◆ **What you are asked to do**: Give the listing again, word for word, and let no picture into it.

◆ **Records supplied**:

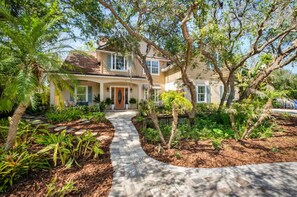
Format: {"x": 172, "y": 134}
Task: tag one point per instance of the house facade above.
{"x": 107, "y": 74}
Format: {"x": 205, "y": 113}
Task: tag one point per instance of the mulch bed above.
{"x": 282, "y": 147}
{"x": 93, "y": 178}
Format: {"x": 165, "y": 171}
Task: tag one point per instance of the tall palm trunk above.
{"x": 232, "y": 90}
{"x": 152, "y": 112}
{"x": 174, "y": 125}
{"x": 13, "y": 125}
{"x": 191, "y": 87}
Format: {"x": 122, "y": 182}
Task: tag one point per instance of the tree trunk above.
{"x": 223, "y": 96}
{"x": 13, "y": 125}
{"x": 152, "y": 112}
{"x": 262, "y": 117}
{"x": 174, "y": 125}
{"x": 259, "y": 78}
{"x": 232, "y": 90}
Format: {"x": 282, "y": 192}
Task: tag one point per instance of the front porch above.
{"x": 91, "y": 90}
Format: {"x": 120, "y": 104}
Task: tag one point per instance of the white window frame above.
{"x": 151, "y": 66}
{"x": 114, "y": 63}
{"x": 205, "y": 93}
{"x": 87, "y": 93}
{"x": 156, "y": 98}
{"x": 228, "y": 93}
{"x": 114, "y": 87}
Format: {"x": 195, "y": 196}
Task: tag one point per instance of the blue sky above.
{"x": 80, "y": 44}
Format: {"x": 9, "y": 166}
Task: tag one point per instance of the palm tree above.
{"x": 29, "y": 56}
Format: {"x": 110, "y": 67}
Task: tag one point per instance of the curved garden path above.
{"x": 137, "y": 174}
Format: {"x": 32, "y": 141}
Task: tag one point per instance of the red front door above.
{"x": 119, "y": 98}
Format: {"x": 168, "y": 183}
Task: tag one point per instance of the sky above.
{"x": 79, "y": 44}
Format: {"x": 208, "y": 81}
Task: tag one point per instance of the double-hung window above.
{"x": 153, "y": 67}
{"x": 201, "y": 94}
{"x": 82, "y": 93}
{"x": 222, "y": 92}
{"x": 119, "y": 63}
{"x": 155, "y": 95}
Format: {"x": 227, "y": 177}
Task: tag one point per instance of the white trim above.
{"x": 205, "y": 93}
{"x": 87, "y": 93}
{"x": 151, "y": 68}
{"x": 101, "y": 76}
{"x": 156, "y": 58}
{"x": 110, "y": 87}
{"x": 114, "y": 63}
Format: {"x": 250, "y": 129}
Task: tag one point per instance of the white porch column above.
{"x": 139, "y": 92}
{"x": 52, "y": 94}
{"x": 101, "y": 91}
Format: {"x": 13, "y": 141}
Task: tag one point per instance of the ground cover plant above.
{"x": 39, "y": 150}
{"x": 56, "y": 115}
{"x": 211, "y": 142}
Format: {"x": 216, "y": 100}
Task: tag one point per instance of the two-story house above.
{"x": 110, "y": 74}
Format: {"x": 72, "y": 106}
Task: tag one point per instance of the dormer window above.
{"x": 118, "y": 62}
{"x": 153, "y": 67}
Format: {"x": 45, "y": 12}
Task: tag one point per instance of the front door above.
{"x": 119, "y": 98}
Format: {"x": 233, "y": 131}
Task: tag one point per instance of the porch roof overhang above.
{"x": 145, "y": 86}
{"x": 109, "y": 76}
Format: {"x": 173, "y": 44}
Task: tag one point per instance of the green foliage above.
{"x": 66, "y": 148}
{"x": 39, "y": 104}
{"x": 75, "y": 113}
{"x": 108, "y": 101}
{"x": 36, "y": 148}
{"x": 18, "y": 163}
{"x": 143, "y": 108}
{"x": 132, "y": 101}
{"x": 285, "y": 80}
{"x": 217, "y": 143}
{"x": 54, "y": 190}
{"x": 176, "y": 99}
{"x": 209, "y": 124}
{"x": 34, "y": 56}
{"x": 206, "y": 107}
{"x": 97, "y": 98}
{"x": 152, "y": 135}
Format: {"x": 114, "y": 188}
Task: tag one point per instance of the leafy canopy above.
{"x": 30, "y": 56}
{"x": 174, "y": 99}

◆ **Result below**:
Format: {"x": 172, "y": 134}
Task: tag one point per instance of the house facade above.
{"x": 107, "y": 74}
Format: {"x": 205, "y": 113}
Task: tag one point per instance of the mulch bed above.
{"x": 282, "y": 147}
{"x": 93, "y": 178}
Format: {"x": 165, "y": 171}
Task: tag one point per instance of the tall palm trunk above.
{"x": 232, "y": 90}
{"x": 152, "y": 112}
{"x": 174, "y": 125}
{"x": 13, "y": 125}
{"x": 191, "y": 87}
Format: {"x": 122, "y": 182}
Task: tag one point per instance of the tree trunk above.
{"x": 223, "y": 96}
{"x": 13, "y": 125}
{"x": 152, "y": 112}
{"x": 262, "y": 117}
{"x": 174, "y": 125}
{"x": 259, "y": 78}
{"x": 232, "y": 90}
Format: {"x": 282, "y": 192}
Task: tag one point per instance of the front porch above.
{"x": 91, "y": 90}
Format: {"x": 120, "y": 104}
Task: tag one point per instance of the white window frame above.
{"x": 151, "y": 66}
{"x": 114, "y": 63}
{"x": 205, "y": 93}
{"x": 87, "y": 93}
{"x": 156, "y": 98}
{"x": 228, "y": 93}
{"x": 114, "y": 87}
Format: {"x": 195, "y": 196}
Task: tag one point per instance of the blue sky above.
{"x": 80, "y": 44}
Format: {"x": 9, "y": 166}
Task: tag one point per instance of the palm tree above.
{"x": 29, "y": 56}
Format: {"x": 110, "y": 67}
Task: tag one point per instance of the curved garden path above.
{"x": 137, "y": 174}
Format: {"x": 32, "y": 141}
Task: tag one point per instance of the red front door above.
{"x": 119, "y": 98}
Format: {"x": 168, "y": 183}
Task: tag one point per instance of the sky above.
{"x": 79, "y": 44}
Format: {"x": 208, "y": 81}
Task: tag one point per instance of the double-hung window above.
{"x": 153, "y": 67}
{"x": 201, "y": 94}
{"x": 82, "y": 93}
{"x": 222, "y": 92}
{"x": 119, "y": 63}
{"x": 155, "y": 95}
Format: {"x": 227, "y": 177}
Task: tag one point per instance of the white trim above.
{"x": 205, "y": 93}
{"x": 87, "y": 93}
{"x": 151, "y": 68}
{"x": 101, "y": 76}
{"x": 156, "y": 58}
{"x": 110, "y": 87}
{"x": 114, "y": 63}
Format: {"x": 250, "y": 129}
Task: tag one point per instance of the white porch column above.
{"x": 139, "y": 92}
{"x": 52, "y": 94}
{"x": 101, "y": 91}
Format: {"x": 13, "y": 141}
Task: tag one point per instance of the ground cover plant above.
{"x": 39, "y": 150}
{"x": 56, "y": 115}
{"x": 211, "y": 142}
Format: {"x": 216, "y": 100}
Task: tag one point per instance of the two-story house above.
{"x": 110, "y": 74}
Format: {"x": 72, "y": 106}
Task: tag one point per instance of the dormer window above.
{"x": 118, "y": 62}
{"x": 153, "y": 67}
Format: {"x": 45, "y": 12}
Task: tag one point per instance of the front door above.
{"x": 119, "y": 98}
Format: {"x": 233, "y": 131}
Task: tag one point per instance of the porch roof overhang above.
{"x": 145, "y": 86}
{"x": 109, "y": 76}
Format: {"x": 173, "y": 44}
Task: tag one point per instance of the green foliage above.
{"x": 66, "y": 148}
{"x": 39, "y": 104}
{"x": 75, "y": 113}
{"x": 108, "y": 101}
{"x": 36, "y": 148}
{"x": 18, "y": 163}
{"x": 143, "y": 108}
{"x": 132, "y": 101}
{"x": 285, "y": 80}
{"x": 217, "y": 143}
{"x": 54, "y": 190}
{"x": 176, "y": 99}
{"x": 209, "y": 124}
{"x": 34, "y": 56}
{"x": 206, "y": 107}
{"x": 97, "y": 98}
{"x": 152, "y": 135}
Format: {"x": 114, "y": 188}
Task: tag one point per instance of the leafy canopy above.
{"x": 30, "y": 56}
{"x": 174, "y": 99}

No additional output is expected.